What you should do:
An exact transcription of all the entries below is required.

Given data:
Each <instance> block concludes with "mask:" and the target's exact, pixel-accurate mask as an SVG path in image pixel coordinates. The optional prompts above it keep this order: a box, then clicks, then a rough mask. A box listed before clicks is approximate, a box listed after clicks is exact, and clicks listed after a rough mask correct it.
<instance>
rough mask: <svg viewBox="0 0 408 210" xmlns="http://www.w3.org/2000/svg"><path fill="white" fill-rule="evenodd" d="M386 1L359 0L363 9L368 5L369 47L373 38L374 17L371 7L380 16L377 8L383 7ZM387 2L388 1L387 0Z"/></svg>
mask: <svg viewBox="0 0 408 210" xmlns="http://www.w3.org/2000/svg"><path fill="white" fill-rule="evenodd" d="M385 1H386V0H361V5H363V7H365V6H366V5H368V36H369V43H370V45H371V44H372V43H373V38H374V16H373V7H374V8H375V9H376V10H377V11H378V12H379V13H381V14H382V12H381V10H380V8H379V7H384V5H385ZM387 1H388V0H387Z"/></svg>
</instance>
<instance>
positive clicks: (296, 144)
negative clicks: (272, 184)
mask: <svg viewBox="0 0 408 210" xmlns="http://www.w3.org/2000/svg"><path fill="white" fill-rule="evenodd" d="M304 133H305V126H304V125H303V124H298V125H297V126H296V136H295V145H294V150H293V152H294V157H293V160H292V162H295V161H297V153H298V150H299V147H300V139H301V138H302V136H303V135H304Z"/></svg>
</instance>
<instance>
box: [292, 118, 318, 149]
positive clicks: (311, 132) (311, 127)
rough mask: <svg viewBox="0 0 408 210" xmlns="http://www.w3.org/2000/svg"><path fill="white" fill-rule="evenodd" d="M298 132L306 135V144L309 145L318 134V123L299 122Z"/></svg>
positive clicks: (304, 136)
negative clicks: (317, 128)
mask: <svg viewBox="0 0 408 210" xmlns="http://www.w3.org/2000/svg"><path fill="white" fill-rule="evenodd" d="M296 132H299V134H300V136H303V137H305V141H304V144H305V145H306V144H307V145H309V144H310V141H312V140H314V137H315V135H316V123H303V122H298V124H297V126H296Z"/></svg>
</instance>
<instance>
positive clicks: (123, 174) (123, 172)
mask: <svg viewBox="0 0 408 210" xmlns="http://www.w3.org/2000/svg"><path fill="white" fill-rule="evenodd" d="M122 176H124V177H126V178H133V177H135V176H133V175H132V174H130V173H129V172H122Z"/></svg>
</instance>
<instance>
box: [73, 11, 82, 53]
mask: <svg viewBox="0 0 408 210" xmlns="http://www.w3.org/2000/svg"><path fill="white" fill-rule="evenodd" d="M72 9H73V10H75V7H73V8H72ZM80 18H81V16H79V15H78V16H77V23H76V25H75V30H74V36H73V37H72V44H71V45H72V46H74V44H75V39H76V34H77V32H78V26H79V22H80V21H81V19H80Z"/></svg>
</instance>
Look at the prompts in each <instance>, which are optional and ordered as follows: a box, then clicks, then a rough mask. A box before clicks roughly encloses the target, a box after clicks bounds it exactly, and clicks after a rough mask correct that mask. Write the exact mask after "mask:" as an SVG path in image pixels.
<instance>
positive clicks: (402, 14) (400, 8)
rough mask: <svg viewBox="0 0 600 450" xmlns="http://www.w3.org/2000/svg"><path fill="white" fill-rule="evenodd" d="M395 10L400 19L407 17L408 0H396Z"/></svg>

Answer to this problem:
Each <instance> block concludes with "mask:" and the target's exact, pixel-accurate mask as an SVG path in image pixel coordinates. The optional prompts above it keep this order: a box, then clicks, then a rough mask. A box listed before clicks is approximate, a box listed after clicks is exact, and clicks listed after a rough mask correct it.
<instance>
rough mask: <svg viewBox="0 0 408 210" xmlns="http://www.w3.org/2000/svg"><path fill="white" fill-rule="evenodd" d="M386 1L359 0L363 9L368 5L369 47L373 38L374 17L371 7L380 16L377 8L383 7ZM387 2L388 1L387 0Z"/></svg>
mask: <svg viewBox="0 0 408 210" xmlns="http://www.w3.org/2000/svg"><path fill="white" fill-rule="evenodd" d="M385 1H386V0H361V5H363V7H365V6H366V5H368V36H369V43H370V45H371V44H372V43H373V38H374V16H373V7H374V8H375V9H376V10H377V11H378V12H379V13H381V14H382V12H381V10H380V8H379V7H384V5H385ZM387 1H388V0H387Z"/></svg>
</instance>
<instance>
positive clicks: (296, 144)
negative clicks: (272, 184)
mask: <svg viewBox="0 0 408 210" xmlns="http://www.w3.org/2000/svg"><path fill="white" fill-rule="evenodd" d="M304 133H305V126H304V125H303V124H298V125H297V126H296V136H295V145H294V150H293V152H294V157H293V160H292V162H295V161H297V153H298V150H299V147H300V139H301V138H302V136H303V135H304Z"/></svg>
</instance>
<instance>
box: [292, 118, 318, 149]
positive clicks: (311, 132) (311, 127)
rough mask: <svg viewBox="0 0 408 210" xmlns="http://www.w3.org/2000/svg"><path fill="white" fill-rule="evenodd" d="M298 132L306 135V144L309 145L318 134V123L299 122Z"/></svg>
positive clicks: (304, 136)
negative clicks: (317, 128)
mask: <svg viewBox="0 0 408 210" xmlns="http://www.w3.org/2000/svg"><path fill="white" fill-rule="evenodd" d="M296 132H299V134H300V136H303V137H305V141H304V144H305V145H306V144H307V145H309V144H310V141H312V140H314V137H315V135H316V123H303V122H298V124H297V126H296Z"/></svg>
</instance>
<instance>
positive clicks: (123, 174) (123, 172)
mask: <svg viewBox="0 0 408 210" xmlns="http://www.w3.org/2000/svg"><path fill="white" fill-rule="evenodd" d="M122 176H124V177H126V178H133V177H135V176H133V175H132V174H130V173H129V172H122Z"/></svg>
</instance>
<instance>
box: [73, 11, 82, 53]
mask: <svg viewBox="0 0 408 210" xmlns="http://www.w3.org/2000/svg"><path fill="white" fill-rule="evenodd" d="M72 9H73V10H75V7H73V8H72ZM80 18H81V16H79V15H78V16H77V23H76V25H75V30H74V36H73V37H72V44H71V45H72V46H74V44H75V39H76V34H77V32H78V26H79V22H80V21H81V19H80Z"/></svg>
</instance>
Look at the prompts in each <instance>, which are optional and ordered as follows: a box, then clicks, then a rough mask. A box before clicks roughly encloses the target, a box after clicks bounds it exactly, and clicks after a rough mask correct that mask. Write the exact mask after "mask:" as an SVG path in image pixels.
<instance>
positive clicks: (402, 14) (400, 8)
rough mask: <svg viewBox="0 0 600 450" xmlns="http://www.w3.org/2000/svg"><path fill="white" fill-rule="evenodd" d="M395 10L400 19L407 17L408 0H396Z"/></svg>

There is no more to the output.